__TO DO__.
Set down exactly each line of the entries below, beginning at the one that contains "Would you kindly indicate the child sitting" and ending at the last, and no others.

__INPUT MATERIAL__.
· · · · · · ·
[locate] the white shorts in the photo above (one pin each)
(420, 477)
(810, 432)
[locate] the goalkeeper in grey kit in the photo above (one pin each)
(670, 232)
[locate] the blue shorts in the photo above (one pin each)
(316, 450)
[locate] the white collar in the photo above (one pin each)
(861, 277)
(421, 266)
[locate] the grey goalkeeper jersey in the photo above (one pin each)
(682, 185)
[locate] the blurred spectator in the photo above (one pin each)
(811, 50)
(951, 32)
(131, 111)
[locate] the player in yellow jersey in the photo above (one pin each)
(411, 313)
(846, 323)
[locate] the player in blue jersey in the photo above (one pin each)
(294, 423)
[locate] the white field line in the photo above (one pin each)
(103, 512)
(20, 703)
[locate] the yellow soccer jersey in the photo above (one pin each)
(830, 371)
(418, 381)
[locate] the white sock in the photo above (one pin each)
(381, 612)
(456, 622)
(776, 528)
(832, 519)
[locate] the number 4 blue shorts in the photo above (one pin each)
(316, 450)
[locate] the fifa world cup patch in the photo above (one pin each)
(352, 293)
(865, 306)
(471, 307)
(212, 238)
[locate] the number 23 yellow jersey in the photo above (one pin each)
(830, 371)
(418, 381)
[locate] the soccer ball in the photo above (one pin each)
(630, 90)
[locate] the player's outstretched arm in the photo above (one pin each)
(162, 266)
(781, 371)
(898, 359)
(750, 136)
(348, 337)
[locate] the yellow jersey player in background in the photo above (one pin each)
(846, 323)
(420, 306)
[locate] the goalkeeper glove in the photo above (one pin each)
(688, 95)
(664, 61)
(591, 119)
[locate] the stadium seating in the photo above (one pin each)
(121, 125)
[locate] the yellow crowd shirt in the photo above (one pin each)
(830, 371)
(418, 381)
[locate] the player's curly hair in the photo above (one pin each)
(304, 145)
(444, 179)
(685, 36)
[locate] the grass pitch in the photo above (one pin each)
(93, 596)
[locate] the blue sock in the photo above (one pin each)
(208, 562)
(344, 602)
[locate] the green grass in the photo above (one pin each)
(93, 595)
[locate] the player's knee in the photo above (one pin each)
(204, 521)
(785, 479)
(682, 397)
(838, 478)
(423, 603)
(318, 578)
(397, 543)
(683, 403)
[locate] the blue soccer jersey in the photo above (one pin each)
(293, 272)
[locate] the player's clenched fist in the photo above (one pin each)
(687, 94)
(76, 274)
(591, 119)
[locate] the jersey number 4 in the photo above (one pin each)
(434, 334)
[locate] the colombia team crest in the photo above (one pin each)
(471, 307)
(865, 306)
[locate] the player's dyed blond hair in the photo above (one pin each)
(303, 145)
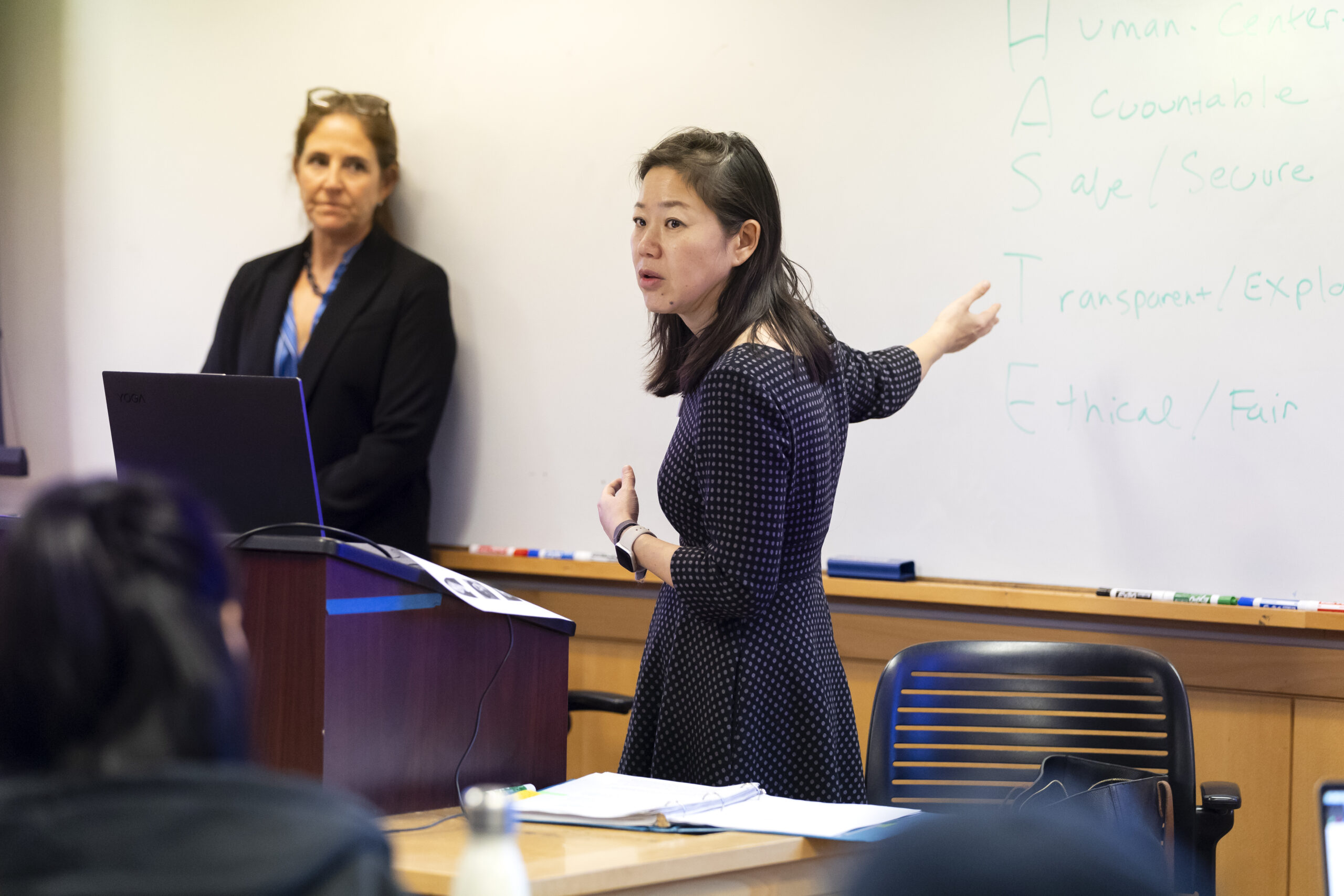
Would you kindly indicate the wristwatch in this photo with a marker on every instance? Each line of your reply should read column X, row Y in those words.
column 624, row 541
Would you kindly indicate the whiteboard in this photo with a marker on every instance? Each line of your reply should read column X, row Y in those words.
column 1152, row 187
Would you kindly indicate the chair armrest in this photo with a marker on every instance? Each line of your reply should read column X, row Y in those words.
column 1220, row 796
column 603, row 702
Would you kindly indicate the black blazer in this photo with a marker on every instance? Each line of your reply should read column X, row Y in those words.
column 375, row 378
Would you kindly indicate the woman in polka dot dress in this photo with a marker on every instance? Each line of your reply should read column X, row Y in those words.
column 741, row 679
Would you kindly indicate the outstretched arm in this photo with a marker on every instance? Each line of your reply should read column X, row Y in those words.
column 954, row 330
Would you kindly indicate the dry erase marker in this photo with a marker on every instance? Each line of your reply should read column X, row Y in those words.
column 1133, row 594
column 1276, row 604
column 1226, row 599
column 498, row 553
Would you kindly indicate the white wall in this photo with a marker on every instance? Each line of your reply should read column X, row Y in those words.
column 35, row 374
column 893, row 132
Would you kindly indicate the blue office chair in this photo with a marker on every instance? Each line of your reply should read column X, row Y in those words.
column 967, row 723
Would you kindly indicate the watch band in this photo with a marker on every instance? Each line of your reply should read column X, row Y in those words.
column 625, row 550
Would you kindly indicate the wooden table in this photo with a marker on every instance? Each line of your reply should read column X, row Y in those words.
column 1266, row 687
column 566, row 861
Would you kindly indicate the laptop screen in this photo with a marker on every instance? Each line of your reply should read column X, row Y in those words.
column 241, row 442
column 1332, row 821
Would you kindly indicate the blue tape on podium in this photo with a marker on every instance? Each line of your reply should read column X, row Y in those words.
column 342, row 606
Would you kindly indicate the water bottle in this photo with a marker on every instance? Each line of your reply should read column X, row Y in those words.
column 491, row 864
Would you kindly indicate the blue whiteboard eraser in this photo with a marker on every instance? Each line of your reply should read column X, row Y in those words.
column 870, row 568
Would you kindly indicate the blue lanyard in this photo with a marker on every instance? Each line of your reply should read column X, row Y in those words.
column 287, row 345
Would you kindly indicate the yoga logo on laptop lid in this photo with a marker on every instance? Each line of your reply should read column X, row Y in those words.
column 241, row 442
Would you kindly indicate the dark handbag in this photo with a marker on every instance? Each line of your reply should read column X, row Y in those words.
column 1129, row 805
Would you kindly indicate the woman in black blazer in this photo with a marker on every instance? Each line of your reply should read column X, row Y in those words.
column 359, row 318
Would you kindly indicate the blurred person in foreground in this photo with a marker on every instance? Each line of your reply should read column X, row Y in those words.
column 1010, row 855
column 123, row 716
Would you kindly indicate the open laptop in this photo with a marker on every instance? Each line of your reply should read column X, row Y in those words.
column 241, row 442
column 1332, row 833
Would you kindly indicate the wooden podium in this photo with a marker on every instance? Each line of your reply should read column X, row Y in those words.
column 368, row 673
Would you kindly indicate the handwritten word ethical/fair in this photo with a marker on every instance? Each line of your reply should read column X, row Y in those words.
column 1026, row 399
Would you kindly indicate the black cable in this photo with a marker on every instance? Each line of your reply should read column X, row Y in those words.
column 402, row 830
column 457, row 773
column 308, row 525
column 480, row 707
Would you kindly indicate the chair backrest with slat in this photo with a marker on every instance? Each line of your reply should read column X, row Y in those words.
column 965, row 723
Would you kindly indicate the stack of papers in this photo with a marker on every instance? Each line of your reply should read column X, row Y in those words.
column 625, row 801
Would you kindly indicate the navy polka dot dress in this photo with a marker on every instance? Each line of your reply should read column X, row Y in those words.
column 741, row 679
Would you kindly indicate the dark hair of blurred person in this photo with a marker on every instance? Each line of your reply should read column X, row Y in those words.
column 112, row 648
column 996, row 853
column 121, row 718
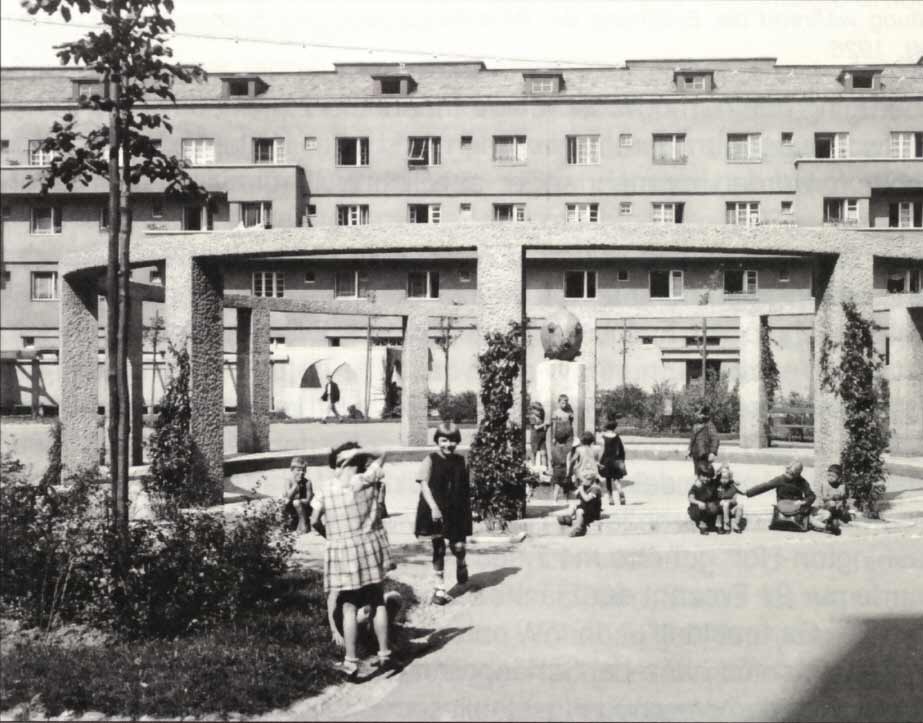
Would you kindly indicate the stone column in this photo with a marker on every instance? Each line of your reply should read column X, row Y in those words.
column 847, row 277
column 79, row 374
column 415, row 375
column 588, row 357
column 501, row 293
column 254, row 383
column 193, row 311
column 753, row 403
column 905, row 379
column 136, row 377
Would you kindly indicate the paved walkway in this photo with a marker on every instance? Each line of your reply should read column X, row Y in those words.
column 761, row 626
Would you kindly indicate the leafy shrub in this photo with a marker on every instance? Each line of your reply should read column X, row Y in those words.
column 171, row 482
column 461, row 407
column 497, row 458
column 57, row 555
column 851, row 377
column 717, row 393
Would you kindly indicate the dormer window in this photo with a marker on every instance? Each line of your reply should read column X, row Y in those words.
column 694, row 81
column 88, row 88
column 243, row 86
column 543, row 83
column 860, row 78
column 401, row 84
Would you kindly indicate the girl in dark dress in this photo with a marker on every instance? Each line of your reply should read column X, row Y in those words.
column 444, row 509
column 612, row 462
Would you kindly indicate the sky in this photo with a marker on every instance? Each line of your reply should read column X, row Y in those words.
column 503, row 33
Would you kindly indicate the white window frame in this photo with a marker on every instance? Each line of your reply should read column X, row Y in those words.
column 583, row 150
column 517, row 212
column 433, row 212
column 585, row 277
column 354, row 214
column 198, row 151
column 839, row 144
column 264, row 209
column 742, row 213
column 424, row 151
column 752, row 151
column 276, row 148
column 749, row 285
column 361, row 149
column 848, row 211
column 542, row 86
column 54, row 219
column 206, row 218
column 674, row 274
column 906, row 144
column 357, row 276
column 660, row 211
column 38, row 157
column 678, row 147
column 34, row 276
column 276, row 281
column 518, row 145
column 582, row 212
column 430, row 286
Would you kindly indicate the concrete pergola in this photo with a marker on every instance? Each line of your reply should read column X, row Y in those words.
column 194, row 300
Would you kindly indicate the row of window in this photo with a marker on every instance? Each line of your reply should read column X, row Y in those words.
column 354, row 284
column 580, row 150
column 901, row 214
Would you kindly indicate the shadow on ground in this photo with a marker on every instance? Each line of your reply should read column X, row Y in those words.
column 877, row 679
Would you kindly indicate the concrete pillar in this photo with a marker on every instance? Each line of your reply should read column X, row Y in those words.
column 136, row 377
column 588, row 357
column 193, row 316
column 501, row 299
column 905, row 379
column 415, row 374
column 753, row 404
column 254, row 379
column 79, row 381
column 847, row 277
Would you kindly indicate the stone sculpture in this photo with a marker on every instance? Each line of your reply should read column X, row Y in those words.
column 562, row 336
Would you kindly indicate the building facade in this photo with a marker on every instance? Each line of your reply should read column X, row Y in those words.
column 685, row 143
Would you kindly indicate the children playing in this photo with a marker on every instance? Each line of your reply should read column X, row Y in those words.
column 588, row 507
column 358, row 554
column 730, row 510
column 444, row 509
column 612, row 461
column 832, row 510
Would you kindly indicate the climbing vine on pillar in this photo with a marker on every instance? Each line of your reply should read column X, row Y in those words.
column 851, row 377
column 497, row 459
column 768, row 369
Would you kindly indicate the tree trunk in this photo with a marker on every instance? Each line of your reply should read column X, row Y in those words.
column 112, row 306
column 124, row 301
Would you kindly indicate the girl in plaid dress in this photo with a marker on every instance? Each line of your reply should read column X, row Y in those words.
column 358, row 554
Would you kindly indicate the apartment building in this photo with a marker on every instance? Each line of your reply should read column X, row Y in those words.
column 691, row 143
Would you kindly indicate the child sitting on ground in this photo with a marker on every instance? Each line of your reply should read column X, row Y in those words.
column 832, row 510
column 612, row 462
column 588, row 507
column 731, row 511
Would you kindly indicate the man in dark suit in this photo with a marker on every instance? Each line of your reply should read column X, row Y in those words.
column 331, row 395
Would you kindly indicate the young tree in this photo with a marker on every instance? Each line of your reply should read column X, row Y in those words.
column 130, row 56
· · · · · · ·
__THE COMPLETED TASK__.
Would you kindly indicate the child sitting on ground in this photo with a marker on every instance? Each line of your reply should read column X, row Y in those words.
column 832, row 510
column 612, row 462
column 588, row 507
column 731, row 511
Would you kindly indicate the man in dark suit in this photo with a marker on every instance? Each line of your reply should read column X, row Y in those words.
column 331, row 395
Would you kindly indicate the young tree in this photo with a marker on every instance? Each line of your reply should read column X, row Y in those words.
column 130, row 56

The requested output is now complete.